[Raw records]

** BEGIN **

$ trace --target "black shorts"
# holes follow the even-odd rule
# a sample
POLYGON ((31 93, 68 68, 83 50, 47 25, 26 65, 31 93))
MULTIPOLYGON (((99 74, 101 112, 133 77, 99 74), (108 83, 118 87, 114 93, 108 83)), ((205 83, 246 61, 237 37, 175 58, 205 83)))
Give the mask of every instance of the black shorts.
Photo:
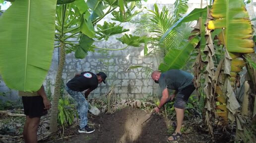
POLYGON ((192 83, 179 92, 176 95, 174 105, 174 107, 180 109, 185 108, 187 101, 195 89, 195 88, 192 83))
POLYGON ((24 113, 29 118, 40 117, 47 114, 47 110, 41 96, 22 96, 24 113))

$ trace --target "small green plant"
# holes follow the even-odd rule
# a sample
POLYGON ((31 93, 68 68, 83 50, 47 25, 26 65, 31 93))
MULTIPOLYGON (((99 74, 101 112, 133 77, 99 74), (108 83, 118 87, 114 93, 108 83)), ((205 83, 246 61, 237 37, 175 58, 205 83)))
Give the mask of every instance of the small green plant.
POLYGON ((70 103, 69 99, 67 96, 59 100, 58 121, 59 124, 62 125, 63 128, 63 134, 62 135, 61 135, 61 137, 63 137, 64 135, 64 127, 72 124, 75 116, 78 116, 75 107, 75 104, 70 103))
POLYGON ((167 127, 167 133, 172 135, 175 131, 175 127, 172 125, 168 125, 167 127))
POLYGON ((75 116, 78 117, 75 105, 71 104, 67 96, 59 100, 58 121, 60 124, 66 126, 70 125, 75 116))
POLYGON ((22 107, 21 100, 16 101, 6 101, 5 102, 0 100, 0 110, 12 110, 15 108, 21 108, 22 107))

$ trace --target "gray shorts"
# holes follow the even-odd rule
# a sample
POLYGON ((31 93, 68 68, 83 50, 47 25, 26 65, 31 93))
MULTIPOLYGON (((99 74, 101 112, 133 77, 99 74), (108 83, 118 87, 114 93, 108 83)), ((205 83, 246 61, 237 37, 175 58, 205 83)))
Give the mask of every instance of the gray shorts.
POLYGON ((185 108, 187 102, 195 89, 193 84, 192 84, 179 91, 176 95, 174 107, 180 109, 185 108))

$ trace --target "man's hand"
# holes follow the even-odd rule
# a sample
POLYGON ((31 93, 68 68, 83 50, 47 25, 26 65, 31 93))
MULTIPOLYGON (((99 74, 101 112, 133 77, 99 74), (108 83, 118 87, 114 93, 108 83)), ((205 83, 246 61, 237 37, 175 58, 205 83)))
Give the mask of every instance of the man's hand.
POLYGON ((171 95, 171 100, 173 100, 174 98, 174 97, 175 97, 175 95, 174 94, 171 95))
POLYGON ((48 100, 47 98, 45 98, 43 99, 43 101, 44 102, 44 105, 45 106, 45 109, 49 109, 51 108, 51 103, 48 100))
POLYGON ((156 107, 154 109, 156 110, 156 112, 158 113, 159 112, 160 109, 158 107, 156 107))

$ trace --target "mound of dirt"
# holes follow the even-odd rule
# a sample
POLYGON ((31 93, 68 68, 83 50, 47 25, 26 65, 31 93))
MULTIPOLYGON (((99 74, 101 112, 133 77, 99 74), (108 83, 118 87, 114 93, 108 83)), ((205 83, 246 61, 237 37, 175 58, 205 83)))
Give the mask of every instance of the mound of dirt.
MULTIPOLYGON (((95 131, 93 133, 79 134, 77 132, 78 125, 76 125, 75 128, 66 128, 65 136, 67 138, 63 138, 63 140, 52 139, 42 142, 167 143, 167 139, 170 135, 167 133, 167 127, 170 127, 171 124, 168 121, 169 120, 158 114, 153 114, 148 118, 149 114, 141 109, 128 107, 112 114, 89 116, 89 121, 94 125, 95 131), (147 118, 148 120, 142 124, 147 118)), ((208 136, 194 131, 191 125, 189 124, 188 126, 192 130, 190 133, 184 133, 179 143, 205 143, 206 141, 209 141, 208 136)), ((177 143, 177 141, 173 142, 177 143)))
POLYGON ((113 114, 103 114, 93 121, 96 136, 89 143, 163 143, 166 142, 166 121, 162 116, 127 107, 113 114))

** END **

## SHORT EXERCISE
Rewrite everything from the start of the items down to the line containing "POLYGON ((24 113, 29", swapping "black shorts" for "navy shorts" and changing nothing else. Leave the pictures out of your answer.

## TASK ANSWER
$ trace --target "navy shorts"
# holes follow the even-odd rule
# a sample
POLYGON ((31 93, 68 68, 83 50, 47 25, 26 65, 31 93))
MULTIPOLYGON (((99 74, 101 112, 133 77, 99 74), (108 83, 118 87, 114 93, 108 83)), ((205 83, 246 61, 237 37, 175 58, 205 83)))
Give the mask of every instance of the navy shorts.
Photo:
POLYGON ((192 83, 179 92, 176 95, 174 105, 174 107, 180 109, 185 108, 187 101, 195 89, 195 88, 192 83))
POLYGON ((24 113, 29 118, 40 117, 47 114, 47 110, 41 96, 22 96, 24 113))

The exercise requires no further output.